READING PASSAGE:
******************************
If the inputfile is 1 TB this means you need 1 TB free to run.

Group the filenames

This is similar to the previous idea, but instead of hashing each line, you sort the inputfile, insert a marker after each new filename, and let GNU Parallel use the marker as end of a record. For this to work you need to have quite a few output files, so that you can have all records of multiple files in memory at the same time.

If the inputfile is 1 TB this means you need 2 TB free to run.

Ole Tange
  • 31,768
  • 5
  • 86
  • 104
0

parallel handles quotes/escapes quite properly, so feel free to simplify the input first - just lay it out per interleaved lines to let parallel -n2 further digest it:

$ echo -e '"file 1" "text 1"\n"file 2" "text 2"'
"file 1" "text 1"
"file 2" "text 2"
$ echo -e '"file 1" "text 1"\n"file 2" "text 2"'|sed 's/^"\(.*\)" "\(.*\)"/\1\n\2/'
file 1
text 1
file 2
text 2
$ echo -e "file 1\ntext 1\nfile 2\ntext 2"
file 1
text 1
file 2
text 2

run 1:

$ echo -e "file 1\ntext 1\nfile 2\ntext 2"|parallel -n2 'echo {2} >> {1}'
$ grep . file*
file 1:text 1
file 2:text 2

run 2 (with some quotes):

$ echo -e "file 1\ntext 1 with double-quotes \"\nfile 2\ntext 2 with single-quote '"|parallel -n2 'echo {2} >> {1}'
$ grep . file*
file 1:text 1
file 1:text 1 with double-quotes "
******************************
EXTRACTED RECORDS:
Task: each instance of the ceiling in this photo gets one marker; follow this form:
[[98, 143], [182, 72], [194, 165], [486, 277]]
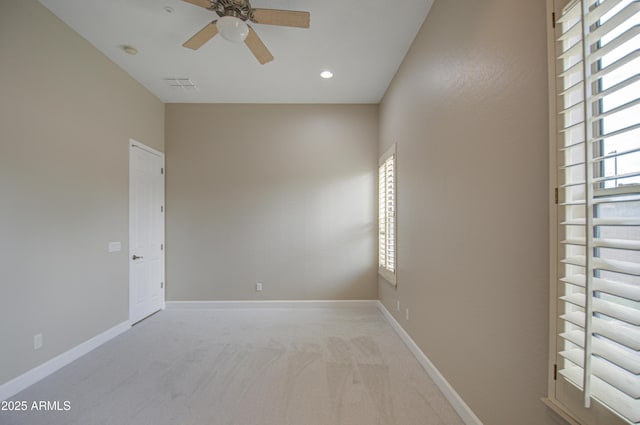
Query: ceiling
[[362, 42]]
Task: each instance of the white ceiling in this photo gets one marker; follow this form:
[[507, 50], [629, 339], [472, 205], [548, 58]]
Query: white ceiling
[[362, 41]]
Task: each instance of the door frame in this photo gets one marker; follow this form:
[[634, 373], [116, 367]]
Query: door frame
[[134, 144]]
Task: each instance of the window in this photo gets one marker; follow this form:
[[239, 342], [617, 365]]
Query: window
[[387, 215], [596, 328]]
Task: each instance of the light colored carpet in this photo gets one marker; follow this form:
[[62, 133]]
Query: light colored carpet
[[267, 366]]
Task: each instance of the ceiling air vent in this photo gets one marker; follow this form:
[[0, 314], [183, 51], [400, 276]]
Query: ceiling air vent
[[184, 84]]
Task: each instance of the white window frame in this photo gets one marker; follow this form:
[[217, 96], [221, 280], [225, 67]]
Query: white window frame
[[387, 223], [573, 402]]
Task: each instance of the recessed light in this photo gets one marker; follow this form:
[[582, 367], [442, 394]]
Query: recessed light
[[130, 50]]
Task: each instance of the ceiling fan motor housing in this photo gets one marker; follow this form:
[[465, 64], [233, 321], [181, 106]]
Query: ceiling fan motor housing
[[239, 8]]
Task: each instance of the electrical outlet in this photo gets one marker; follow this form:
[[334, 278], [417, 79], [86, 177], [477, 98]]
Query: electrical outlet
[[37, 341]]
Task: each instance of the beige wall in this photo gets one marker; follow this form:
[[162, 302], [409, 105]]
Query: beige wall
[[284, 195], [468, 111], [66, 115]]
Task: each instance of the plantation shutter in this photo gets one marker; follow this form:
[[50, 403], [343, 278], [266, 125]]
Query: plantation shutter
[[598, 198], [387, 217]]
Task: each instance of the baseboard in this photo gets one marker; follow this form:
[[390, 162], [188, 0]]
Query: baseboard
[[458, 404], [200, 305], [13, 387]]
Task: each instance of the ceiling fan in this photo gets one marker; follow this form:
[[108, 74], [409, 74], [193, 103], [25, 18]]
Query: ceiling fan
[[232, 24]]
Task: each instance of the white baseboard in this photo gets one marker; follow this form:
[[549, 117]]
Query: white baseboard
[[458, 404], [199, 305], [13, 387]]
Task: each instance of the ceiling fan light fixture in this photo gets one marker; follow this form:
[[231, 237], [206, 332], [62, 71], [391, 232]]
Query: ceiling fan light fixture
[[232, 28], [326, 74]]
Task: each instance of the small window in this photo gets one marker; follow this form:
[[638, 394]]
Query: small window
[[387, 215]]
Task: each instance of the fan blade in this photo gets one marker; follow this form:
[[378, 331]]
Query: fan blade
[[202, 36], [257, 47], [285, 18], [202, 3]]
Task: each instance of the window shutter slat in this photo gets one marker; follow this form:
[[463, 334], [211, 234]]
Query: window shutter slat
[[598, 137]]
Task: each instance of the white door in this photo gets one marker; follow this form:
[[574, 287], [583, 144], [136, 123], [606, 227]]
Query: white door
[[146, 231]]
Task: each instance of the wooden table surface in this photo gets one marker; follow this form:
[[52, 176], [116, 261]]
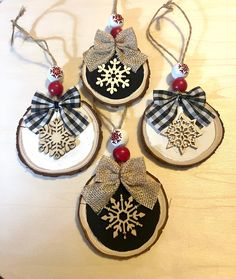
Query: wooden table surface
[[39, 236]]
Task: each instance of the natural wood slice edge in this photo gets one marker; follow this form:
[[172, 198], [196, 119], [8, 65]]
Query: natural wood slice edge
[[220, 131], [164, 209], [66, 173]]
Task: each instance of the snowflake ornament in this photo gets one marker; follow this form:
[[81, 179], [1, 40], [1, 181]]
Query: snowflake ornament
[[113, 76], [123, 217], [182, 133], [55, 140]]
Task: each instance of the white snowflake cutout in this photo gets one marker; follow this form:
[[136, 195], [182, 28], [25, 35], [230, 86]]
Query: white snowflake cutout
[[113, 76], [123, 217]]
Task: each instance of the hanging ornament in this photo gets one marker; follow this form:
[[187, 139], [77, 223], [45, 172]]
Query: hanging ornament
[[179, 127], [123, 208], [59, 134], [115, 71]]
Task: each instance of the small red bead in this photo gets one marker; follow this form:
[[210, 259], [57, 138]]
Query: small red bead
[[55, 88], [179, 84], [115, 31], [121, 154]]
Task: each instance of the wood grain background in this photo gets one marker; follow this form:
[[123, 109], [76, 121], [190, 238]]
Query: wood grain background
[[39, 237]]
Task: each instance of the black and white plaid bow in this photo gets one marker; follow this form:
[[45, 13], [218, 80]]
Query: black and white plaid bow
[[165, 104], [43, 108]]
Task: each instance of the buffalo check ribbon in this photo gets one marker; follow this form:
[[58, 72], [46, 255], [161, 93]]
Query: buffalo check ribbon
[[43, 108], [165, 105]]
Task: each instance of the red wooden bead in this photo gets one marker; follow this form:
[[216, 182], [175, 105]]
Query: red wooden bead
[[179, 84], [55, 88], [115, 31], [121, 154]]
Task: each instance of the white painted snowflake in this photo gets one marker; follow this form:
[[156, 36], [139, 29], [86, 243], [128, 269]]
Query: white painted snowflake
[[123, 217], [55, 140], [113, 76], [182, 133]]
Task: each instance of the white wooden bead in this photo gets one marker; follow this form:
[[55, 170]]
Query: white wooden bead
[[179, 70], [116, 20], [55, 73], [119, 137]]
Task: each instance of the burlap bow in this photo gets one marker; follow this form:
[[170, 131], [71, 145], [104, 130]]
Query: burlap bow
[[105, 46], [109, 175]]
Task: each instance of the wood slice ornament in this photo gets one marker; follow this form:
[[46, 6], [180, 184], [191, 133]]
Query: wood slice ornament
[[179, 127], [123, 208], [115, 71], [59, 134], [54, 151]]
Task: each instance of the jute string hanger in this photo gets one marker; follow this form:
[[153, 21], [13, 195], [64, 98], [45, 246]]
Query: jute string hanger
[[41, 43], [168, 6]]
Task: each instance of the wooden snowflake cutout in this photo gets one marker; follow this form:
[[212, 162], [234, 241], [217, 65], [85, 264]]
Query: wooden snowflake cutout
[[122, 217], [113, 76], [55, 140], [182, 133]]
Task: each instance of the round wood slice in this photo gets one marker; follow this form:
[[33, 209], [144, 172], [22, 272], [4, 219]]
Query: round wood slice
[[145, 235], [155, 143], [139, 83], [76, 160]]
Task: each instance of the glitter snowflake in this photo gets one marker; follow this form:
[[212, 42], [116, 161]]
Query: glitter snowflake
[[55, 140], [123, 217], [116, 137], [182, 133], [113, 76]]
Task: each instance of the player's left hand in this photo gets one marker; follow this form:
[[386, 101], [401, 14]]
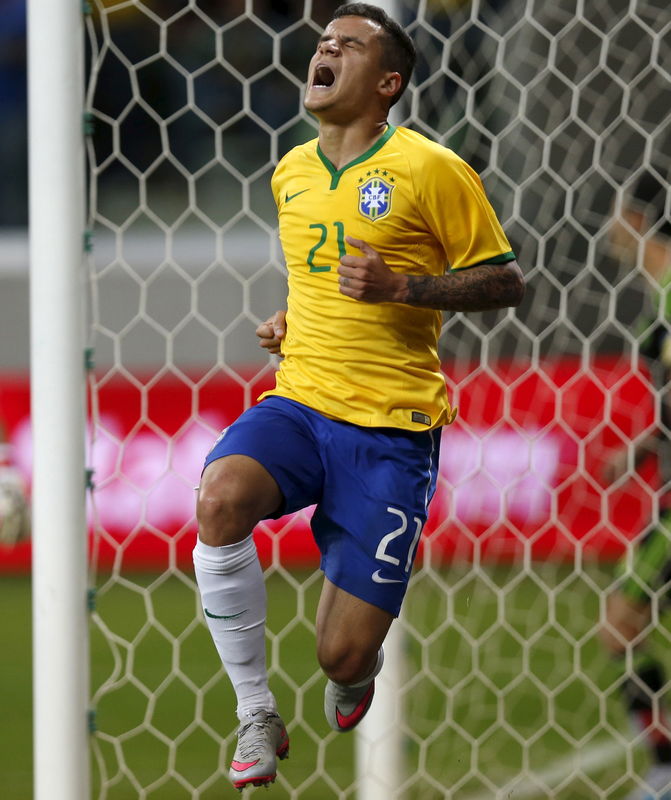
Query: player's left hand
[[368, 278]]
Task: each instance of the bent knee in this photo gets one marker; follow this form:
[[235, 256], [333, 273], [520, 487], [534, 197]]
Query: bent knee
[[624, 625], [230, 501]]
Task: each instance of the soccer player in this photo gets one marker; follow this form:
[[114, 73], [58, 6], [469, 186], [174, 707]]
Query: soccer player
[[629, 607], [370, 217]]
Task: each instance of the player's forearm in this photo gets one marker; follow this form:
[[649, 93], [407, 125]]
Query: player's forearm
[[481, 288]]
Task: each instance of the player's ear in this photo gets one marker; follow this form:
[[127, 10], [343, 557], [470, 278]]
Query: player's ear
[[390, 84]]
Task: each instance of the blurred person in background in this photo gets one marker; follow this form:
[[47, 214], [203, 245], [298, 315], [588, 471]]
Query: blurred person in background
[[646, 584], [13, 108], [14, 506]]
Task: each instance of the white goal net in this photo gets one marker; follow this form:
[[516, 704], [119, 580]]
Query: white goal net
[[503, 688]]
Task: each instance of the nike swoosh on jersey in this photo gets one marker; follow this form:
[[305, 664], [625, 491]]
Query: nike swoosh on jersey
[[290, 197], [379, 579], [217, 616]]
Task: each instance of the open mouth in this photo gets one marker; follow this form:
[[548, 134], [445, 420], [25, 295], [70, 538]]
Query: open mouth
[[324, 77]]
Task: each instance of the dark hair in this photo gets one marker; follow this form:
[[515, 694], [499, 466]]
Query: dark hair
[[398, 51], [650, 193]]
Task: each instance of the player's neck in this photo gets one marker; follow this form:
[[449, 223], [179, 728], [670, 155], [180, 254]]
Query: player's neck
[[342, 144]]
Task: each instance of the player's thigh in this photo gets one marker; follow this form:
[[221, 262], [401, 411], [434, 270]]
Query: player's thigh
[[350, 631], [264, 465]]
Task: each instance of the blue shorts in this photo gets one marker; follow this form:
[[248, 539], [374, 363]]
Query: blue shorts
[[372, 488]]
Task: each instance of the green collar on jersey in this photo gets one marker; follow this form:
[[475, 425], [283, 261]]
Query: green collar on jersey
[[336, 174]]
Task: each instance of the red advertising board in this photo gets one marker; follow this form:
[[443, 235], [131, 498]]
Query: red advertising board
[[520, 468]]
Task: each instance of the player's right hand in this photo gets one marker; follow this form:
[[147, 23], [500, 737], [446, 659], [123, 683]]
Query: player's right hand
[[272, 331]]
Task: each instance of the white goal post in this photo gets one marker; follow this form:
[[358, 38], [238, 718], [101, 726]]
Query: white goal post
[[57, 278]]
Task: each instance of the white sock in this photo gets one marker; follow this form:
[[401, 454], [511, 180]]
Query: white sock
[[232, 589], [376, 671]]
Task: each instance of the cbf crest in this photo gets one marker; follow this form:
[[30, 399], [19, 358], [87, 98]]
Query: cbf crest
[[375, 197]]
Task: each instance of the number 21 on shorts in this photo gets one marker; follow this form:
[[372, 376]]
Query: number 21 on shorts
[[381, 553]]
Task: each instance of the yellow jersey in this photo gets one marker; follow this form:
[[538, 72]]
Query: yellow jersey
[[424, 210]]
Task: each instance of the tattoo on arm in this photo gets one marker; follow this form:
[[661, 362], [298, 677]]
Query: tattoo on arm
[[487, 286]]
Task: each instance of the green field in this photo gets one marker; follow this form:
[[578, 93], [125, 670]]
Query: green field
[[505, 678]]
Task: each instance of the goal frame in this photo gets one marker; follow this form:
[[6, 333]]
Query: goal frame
******************************
EXERCISES:
1: According to the GNU Parallel thread, how much free disk space does the "Group the filenames" approach need for a 1 TB input file?
2: Resume the GNU Parallel thread at the point where it stops.
The rows have nothing to do with the text.

THE ANSWERS:
1: 2 TB

2:
file 2:text 2
file 2:text 2 with single-quote '
Vlad
  • 1,157
  • 8
  • 15
  • I have thought about this solution but actually I need to write each line of text to the corresponding file and I am afraid of having parallel -n2 echo {2} >> {1}.txt type of approach writing the files all over my filesystem (using text in the "text" part of the line) if the interleaved flow gets out of order. – Diego Jan 24 '19 at 10:17
  • @Diego, if interleaved flow can "get out of order" (e.g. if u have multi-line texts, etc) - then you're in trouble with any solution, but can safeguard yourself by pre-pending it with 3rd-line ("marker") every time (same way u guys tried with `arg1` just syntax is cleaner here) like this: `parallel -n3 'if [ "{1}" == "marker" ]; then echo {3} >> {2};fi'` – Vlad Jan 28 '19 at 19:30
0

This is what I have ended up doing where awk takes over the field splitting and the separator character is "," in the preceding pipe output. (btw parallel brings 30x speed up to a naked awk):

parallel -j4 --pipe -q awk -F, '{ gsub("\\\\\"",""); gsub("\"",""); print($2)>>$1".txt"}'

But the proper answer to my original question about parallel is probably the --csv --colsep ' ' flag combination from @George-P https://stackoverflow.com/a/54340352/4634344. I could not test it yet as my parallel version doesn't yet support the --csv flag.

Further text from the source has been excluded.